## START
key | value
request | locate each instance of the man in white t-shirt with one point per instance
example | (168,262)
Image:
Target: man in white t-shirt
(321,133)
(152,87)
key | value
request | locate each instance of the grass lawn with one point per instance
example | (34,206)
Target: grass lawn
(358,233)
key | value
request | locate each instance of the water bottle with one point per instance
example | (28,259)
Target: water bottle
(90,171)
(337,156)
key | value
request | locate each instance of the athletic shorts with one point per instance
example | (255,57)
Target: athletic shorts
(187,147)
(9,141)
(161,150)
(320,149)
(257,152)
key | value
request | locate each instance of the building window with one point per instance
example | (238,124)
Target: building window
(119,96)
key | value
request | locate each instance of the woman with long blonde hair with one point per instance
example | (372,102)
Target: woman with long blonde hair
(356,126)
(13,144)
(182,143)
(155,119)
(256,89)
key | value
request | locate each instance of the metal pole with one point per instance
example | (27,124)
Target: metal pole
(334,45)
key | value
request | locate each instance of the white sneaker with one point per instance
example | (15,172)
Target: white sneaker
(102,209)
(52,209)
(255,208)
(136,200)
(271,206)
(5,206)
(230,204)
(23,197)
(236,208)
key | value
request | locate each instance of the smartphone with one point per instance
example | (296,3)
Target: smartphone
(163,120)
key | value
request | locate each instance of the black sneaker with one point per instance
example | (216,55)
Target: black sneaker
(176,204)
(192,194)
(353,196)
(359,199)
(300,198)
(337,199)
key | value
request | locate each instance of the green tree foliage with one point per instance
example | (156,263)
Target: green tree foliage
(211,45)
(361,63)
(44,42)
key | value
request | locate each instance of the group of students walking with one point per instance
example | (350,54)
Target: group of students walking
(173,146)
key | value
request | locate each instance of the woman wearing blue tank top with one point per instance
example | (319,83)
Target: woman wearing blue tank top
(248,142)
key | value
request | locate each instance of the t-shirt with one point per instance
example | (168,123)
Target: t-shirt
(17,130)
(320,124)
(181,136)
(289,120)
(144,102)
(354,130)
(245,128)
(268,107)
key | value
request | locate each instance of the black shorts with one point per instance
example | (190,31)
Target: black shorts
## END
Copy down the whole of the data above, matching it exactly.

key | value
request | locate each instance of the man in white t-shirt with one point per instance
example | (168,262)
Image:
Target: man in white t-shirt
(321,133)
(152,87)
key | value
request | locate each instance of the grass lawn with one point per instance
example | (34,206)
Target: grass lawn
(358,233)
key | value
request | locate each instance of the water bottle with one point per instance
example | (28,259)
Target: water bottle
(90,171)
(337,156)
key | value
request | locate each instance of the athletic shorts with one point per instance
example | (255,57)
Target: athletic shorts
(187,147)
(9,141)
(161,150)
(320,149)
(257,152)
key | value
request | locate each instance of the building window with one point per instance
example | (238,124)
Target: building window
(119,96)
key | value
request | locate each instance of the woman with long blonde hair with one point per instance
example | (372,102)
Target: woman with long blonde hair
(356,126)
(13,144)
(182,143)
(155,119)
(256,89)
key | value
request | locate each instance of the metal pole with one point per instance
example | (27,124)
Target: metal pole
(334,45)
key | value
request | locate each instance of the white sneaker with one point per instance
example | (15,172)
Target: white sneaker
(102,209)
(52,209)
(255,208)
(136,200)
(271,206)
(5,206)
(230,204)
(23,197)
(236,208)
key | value
request | locate each instance of the smartphone with one point per instance
example | (296,3)
Target: smartphone
(163,120)
key | value
request | locate each instance of the black sneaker with one point per instance
example | (216,55)
Target: black sneaker
(176,204)
(192,194)
(353,196)
(359,199)
(300,198)
(337,199)
key | value
request | locate each instance of the green tree foliage with one point per instance
example | (156,263)
Target: green tree foliage
(211,45)
(361,63)
(44,42)
key | value
request | locate each instance of the group of students walking with one point per instance
example | (350,54)
Target: group of students walking
(173,146)
key | value
request | locate each instance of the woman wearing blue tank top with one point per instance
example | (319,83)
Target: woman wearing blue tank top
(248,142)
key | value
request | locate each instance of the t-shirt with one point per instance
example | (168,123)
Target: t-shirt
(17,130)
(320,124)
(181,136)
(289,120)
(144,102)
(354,130)
(245,128)
(268,107)
key | value
request | locate each instance of the black shorts with one point per instance
example | (190,31)
Target: black shorts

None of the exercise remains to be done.